====== AVAILABLE DATA ======

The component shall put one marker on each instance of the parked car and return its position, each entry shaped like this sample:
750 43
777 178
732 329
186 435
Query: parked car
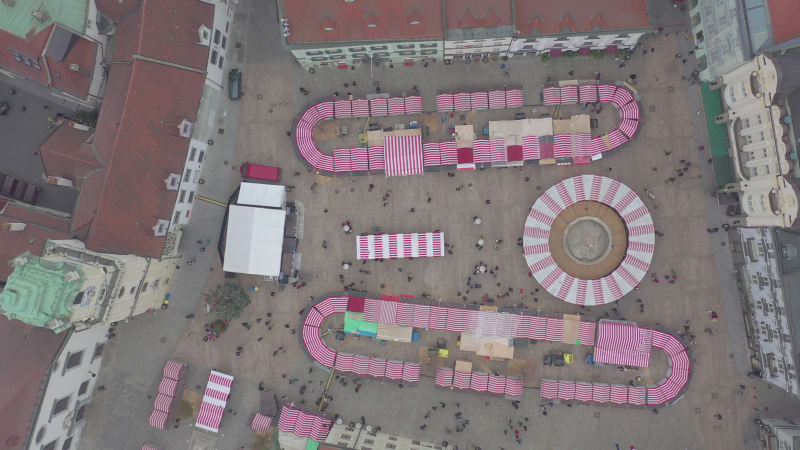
235 84
260 172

======

▸ **EXERCISE REQUIREMENTS**:
A word-for-word retyping of every record is required, without the pictures.

▸ **ANSWER SECTION**:
The component shall put one marker on each instance of the parked car and return its position, each entry shaped like this sample:
750 43
777 178
732 329
186 435
Query: parked car
235 84
260 172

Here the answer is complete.